THE EXERCISE
Reproduce everything from the line containing "Find the street" down to the end of the listing, renaming "street light pole" as "utility pole" and leaving all else unchanged. Omit the pictures from your answer.

DATA FOR THIS TASK
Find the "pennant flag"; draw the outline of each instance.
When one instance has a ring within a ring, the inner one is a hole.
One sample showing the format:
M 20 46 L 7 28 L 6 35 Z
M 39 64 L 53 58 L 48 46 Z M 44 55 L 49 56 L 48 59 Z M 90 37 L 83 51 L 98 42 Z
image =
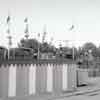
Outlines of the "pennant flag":
M 74 25 L 72 25 L 69 30 L 73 30 L 73 29 L 74 29 Z
M 27 19 L 27 18 L 25 18 L 25 19 L 24 19 L 24 22 L 25 22 L 25 23 L 27 23 L 27 22 L 28 22 L 28 19 Z
M 9 22 L 10 22 L 10 16 L 7 17 L 7 23 L 9 23 Z
M 40 33 L 38 33 L 38 37 L 40 37 Z

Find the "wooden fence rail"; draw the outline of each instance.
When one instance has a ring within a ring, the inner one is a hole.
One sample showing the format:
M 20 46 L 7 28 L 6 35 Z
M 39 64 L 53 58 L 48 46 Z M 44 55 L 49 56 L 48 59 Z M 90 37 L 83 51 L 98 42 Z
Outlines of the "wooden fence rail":
M 1 64 L 0 97 L 61 93 L 76 88 L 76 64 Z

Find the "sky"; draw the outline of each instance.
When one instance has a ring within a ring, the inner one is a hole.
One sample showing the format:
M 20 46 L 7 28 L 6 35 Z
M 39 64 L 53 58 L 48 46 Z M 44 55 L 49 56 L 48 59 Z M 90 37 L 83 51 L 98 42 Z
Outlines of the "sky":
M 0 45 L 7 46 L 8 12 L 13 46 L 24 37 L 25 17 L 28 18 L 30 38 L 46 40 L 51 37 L 57 46 L 81 46 L 85 42 L 100 44 L 100 0 L 0 0 Z M 69 30 L 74 25 L 73 30 Z M 67 40 L 67 42 L 65 42 Z

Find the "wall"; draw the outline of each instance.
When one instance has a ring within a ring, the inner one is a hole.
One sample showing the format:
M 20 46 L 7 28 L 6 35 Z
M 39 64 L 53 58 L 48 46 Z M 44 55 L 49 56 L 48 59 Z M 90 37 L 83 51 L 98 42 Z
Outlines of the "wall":
M 61 93 L 76 88 L 76 64 L 1 64 L 0 97 Z

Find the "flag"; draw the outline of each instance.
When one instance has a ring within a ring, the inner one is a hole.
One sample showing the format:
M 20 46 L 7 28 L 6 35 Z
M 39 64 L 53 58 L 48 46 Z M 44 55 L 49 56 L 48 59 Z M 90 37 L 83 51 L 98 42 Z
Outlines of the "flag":
M 69 30 L 73 30 L 73 29 L 74 29 L 74 25 L 72 25 Z
M 38 37 L 40 37 L 40 33 L 38 33 Z
M 10 22 L 10 16 L 7 17 L 7 23 L 9 23 L 9 22 Z
M 24 22 L 25 22 L 25 23 L 27 23 L 27 22 L 28 22 L 28 19 L 27 19 L 27 18 L 25 18 L 25 19 L 24 19 Z

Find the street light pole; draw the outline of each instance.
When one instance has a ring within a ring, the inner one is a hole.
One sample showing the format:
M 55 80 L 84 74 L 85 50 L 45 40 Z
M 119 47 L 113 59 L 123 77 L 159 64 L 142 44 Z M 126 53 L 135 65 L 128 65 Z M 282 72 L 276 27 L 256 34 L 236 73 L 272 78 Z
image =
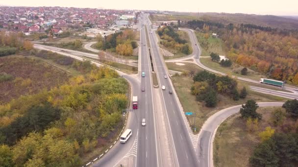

OUTPUT BELOW
Find the utility pole; draw the outline of each instance.
When one instance has a ring within a ring, the inner one is a hole.
One sample showing the format:
M 55 80 L 84 74 L 85 50 L 45 40 Z
M 119 47 L 113 59 L 123 77 L 159 64 L 142 44 Z M 126 53 L 135 65 L 128 65 Z M 282 72 L 276 27 L 256 34 L 236 73 L 272 78 Z
image =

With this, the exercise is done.